→ **Vorliegende Textgrundlage**:
....
Auf Grund des Sinnzusammenhanges zwischen der (für den Einwand) rechtlichen Grundnorm des § 43 Abs 5 SGB VI und der diese teilweise ergänzenden Bezugsnorm des § 96a Abs 2 Nr 2 SGB VI ist es gerechtfertigt, in erweiternder Auslegung des § 43 Abs 5 SGB VI auf § 96a Abs 1 Satz 1 bis 6 SGB VI aF zurückzugreifen, und zwar in dessen ebenfalls am 1. Januar 1996 in Kraft getretenen und über das Jahr 2000 hinaus gültig gewesenen Fassung. Nach § 96a Abs 1 Satz 1 SGB VI wird "eine Rente wegen verminderter Erwerbsfähigkeit nur geleistet, wenn die Hinzuverdienstgrenze nicht überschritten wird". Auf den Tatbestand dieser Vorschrift ist nicht einzugehen, weil die Grundregel des § 43 Abs 5 SGB VI aF nach Thema und Ausgestaltung insoweit spezieller (und rechtlich wesentlich genauer) ist. Die Rechtsfolge ("wird nicht geleistet") bestätigt allerdings die oben genannte, an die Dreistufigkeit anknüpfende Rechtsfolgenkonkretisierung in § 43 Abs 5 SGB VI aF. § 96a Abs 1 Satz 2 SGB VI aF bestimmt, dass die Hinzuverdienstgrenze nicht überschritten wird, "wenn das Arbeitsentgelt oder Arbeitseinkommen aus einer Beschäftigung oder selbstständigen Tätigkeit im Monat die in Abs 2 aaO genannten Beträge nicht übersteigt, wobei ein zweimaliges Überschreiten um jeweils einen Betrag bis zur Höhe der Hinzuverdienstgrenze nach Abs 2 aaO im Laufe eines jeden Kalenderjahres außer Betracht bleibt". § 96a Abs 1 Satz 3 bis 6 SGB VI aF behandelt die Gleichstellung von Vorruhestandsgeld mit Arbeitsentgelt, die Zusammenrechnung mehrerer Beschäftigungen und Tätigkeiten sowie die Nichtberücksichtigung bestimmter Pflege-Entgelte. Die - rechtlich anders geartete - Anrechnung von Arbeitslosengeld blieb bis Ende 1998 in § 95 SGB VI aF geregelt (ab 1. Januar 1999 siehe für Bestandsrentner § 313a SGB VI).
....
Daten zur Objekterkennung
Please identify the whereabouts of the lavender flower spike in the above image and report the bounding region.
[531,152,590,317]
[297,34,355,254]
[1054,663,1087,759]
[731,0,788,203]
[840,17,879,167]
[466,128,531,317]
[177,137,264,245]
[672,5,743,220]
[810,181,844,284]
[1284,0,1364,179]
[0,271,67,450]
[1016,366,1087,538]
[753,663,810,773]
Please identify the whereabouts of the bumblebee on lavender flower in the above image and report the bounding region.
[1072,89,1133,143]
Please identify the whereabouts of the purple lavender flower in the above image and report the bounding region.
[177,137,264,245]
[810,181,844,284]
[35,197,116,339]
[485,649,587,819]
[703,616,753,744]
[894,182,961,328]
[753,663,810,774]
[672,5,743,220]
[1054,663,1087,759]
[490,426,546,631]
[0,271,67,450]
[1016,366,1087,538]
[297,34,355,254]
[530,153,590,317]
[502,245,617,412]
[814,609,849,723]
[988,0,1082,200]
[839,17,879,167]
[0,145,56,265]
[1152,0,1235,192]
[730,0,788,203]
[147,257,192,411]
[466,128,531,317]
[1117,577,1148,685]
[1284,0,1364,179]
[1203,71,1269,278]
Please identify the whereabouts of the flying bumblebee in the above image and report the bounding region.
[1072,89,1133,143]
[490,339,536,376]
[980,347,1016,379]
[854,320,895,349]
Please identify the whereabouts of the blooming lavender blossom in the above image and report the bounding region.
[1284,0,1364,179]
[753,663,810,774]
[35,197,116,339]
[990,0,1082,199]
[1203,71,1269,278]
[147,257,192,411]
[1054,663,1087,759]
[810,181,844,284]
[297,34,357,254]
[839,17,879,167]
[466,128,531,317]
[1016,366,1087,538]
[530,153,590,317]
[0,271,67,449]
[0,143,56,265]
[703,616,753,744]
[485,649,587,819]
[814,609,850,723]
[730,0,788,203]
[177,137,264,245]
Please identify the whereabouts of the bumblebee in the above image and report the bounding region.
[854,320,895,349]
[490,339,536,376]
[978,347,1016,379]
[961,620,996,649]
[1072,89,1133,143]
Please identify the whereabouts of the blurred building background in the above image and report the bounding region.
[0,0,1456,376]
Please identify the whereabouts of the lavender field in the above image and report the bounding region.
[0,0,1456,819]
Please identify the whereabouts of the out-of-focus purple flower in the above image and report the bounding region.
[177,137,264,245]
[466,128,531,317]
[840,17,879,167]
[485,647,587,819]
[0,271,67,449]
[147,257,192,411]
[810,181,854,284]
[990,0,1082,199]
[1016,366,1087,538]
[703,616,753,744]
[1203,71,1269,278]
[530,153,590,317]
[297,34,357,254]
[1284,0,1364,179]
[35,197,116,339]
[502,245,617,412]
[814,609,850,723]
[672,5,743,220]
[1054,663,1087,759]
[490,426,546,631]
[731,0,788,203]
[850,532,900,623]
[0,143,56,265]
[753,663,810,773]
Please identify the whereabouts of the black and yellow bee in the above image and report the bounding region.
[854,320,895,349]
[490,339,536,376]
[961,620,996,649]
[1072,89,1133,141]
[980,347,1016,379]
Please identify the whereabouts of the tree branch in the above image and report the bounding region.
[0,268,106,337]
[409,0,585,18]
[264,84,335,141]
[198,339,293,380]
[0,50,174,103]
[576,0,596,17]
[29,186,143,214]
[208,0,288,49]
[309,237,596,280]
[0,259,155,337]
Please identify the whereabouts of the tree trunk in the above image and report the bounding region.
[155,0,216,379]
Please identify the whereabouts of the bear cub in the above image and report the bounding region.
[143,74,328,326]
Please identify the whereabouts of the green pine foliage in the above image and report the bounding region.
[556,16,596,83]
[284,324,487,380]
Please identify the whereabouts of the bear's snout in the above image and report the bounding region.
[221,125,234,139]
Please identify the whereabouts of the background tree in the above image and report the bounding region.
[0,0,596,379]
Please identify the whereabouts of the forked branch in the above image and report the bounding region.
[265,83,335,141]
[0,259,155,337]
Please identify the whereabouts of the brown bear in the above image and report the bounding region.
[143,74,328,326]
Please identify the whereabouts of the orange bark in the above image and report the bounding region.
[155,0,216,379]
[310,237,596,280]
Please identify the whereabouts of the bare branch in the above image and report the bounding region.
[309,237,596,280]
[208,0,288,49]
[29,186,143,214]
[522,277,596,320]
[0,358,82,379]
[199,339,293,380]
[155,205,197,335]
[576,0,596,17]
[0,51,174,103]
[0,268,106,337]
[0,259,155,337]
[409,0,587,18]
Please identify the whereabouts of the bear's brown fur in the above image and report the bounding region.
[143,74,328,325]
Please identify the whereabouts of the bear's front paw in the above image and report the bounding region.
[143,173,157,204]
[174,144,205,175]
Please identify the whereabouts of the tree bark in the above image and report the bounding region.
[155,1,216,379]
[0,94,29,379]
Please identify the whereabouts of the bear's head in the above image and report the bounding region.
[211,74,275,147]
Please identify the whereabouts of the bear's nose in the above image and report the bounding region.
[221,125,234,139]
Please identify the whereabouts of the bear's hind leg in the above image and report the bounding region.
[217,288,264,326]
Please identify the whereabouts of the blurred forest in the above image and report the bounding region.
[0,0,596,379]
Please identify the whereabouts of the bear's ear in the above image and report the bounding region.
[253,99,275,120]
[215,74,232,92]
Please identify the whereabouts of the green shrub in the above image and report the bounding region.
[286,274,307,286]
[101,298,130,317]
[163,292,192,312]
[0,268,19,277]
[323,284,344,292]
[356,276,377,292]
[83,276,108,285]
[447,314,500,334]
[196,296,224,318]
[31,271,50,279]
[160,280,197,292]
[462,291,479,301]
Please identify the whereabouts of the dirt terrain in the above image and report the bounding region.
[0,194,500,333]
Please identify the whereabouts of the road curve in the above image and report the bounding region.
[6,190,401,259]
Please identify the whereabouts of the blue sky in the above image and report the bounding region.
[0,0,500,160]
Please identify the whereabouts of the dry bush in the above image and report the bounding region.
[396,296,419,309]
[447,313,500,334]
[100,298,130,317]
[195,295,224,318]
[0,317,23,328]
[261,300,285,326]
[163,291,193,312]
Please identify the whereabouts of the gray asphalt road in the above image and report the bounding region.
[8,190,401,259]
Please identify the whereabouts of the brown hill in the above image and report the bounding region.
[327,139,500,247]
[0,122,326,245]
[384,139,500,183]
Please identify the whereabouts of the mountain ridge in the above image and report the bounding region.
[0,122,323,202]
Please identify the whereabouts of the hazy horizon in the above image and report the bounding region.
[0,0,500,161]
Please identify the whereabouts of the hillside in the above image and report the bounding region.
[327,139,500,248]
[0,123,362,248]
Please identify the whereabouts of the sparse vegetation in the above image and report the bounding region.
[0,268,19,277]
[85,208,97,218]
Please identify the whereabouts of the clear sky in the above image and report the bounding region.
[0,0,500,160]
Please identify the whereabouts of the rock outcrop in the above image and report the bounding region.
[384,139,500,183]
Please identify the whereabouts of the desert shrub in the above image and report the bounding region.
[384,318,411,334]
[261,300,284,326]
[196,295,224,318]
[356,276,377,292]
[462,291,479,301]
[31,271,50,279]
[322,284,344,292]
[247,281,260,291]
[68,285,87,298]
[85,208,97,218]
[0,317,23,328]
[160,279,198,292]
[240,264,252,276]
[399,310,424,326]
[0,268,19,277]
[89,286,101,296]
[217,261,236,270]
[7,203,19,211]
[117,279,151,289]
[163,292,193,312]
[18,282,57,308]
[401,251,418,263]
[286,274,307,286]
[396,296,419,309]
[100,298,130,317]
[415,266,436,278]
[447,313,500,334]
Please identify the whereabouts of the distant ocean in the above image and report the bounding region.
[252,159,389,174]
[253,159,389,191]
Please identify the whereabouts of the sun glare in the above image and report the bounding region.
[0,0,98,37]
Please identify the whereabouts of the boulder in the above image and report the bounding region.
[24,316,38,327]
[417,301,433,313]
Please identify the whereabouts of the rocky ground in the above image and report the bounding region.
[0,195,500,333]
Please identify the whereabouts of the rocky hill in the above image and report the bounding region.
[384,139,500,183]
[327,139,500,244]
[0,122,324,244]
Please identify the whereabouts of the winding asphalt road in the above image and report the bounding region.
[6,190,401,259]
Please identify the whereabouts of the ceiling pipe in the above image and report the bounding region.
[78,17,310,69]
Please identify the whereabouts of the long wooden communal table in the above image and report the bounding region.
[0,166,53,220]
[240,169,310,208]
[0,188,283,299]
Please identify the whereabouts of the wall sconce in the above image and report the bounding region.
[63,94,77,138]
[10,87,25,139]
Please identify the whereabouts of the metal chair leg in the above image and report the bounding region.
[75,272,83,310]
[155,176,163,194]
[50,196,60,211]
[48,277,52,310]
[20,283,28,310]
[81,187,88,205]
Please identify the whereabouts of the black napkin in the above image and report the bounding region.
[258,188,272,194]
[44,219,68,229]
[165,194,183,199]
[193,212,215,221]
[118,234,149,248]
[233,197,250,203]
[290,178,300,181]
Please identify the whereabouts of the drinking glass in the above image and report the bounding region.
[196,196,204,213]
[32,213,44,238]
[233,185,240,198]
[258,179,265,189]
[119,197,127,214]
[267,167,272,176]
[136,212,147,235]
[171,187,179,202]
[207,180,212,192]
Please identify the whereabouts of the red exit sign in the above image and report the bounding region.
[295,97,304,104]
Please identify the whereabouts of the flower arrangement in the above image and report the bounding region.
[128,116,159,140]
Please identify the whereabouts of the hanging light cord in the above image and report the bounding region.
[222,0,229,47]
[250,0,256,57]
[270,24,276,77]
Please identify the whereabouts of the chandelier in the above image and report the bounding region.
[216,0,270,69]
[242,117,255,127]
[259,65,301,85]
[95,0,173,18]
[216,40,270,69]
....
→ **Zu lösende Aufgaben**:
(a) Erkläre in ein bis drei Sätzen, weshalb die Textgrundlage auf den Tatbestand von § 96a Abs 1 Satz 1 SGB VI nicht eingeht.
(b) Beantworte anhand der Textgrundlage diese Fragen:
(i) An welchem Tag ist die herangezogene Fassung des § 96a Abs 1 Satz 1 bis 6 SGB VI aF in Kraft getreten?
(ii) Welches Überschreiten der Hinzuverdienstgrenze bleibt nach § 96a Abs 1 Satz 2 SGB VI aF im Laufe eines jeden Kalenderjahres außer Betracht?
(iii) Bis wann blieb die Anrechnung von Arbeitslosengeld in § 95 SGB VI aF geregelt?
Die Daten sind eigenständiges Material und gehören nicht zur Textgrundlage.

→ **Ergebnisse der Übung**:
(a) Auf den Tatbestand dieser Vorschrift wird nicht eingegangen, weil die Grundregel des § 43 Abs 5 SGB VI aF nach Thema und Ausgestaltung insoweit spezieller ist. Zudem ist sie rechtlich wesentlich genauer.

(b)
(i) Am 1. Januar 1996.
(ii) Ein zweimaliges Überschreiten um jeweils einen Betrag bis zur Höhe der Hinzuverdienstgrenze nach Abs 2.
(iii) Bis Ende 1998.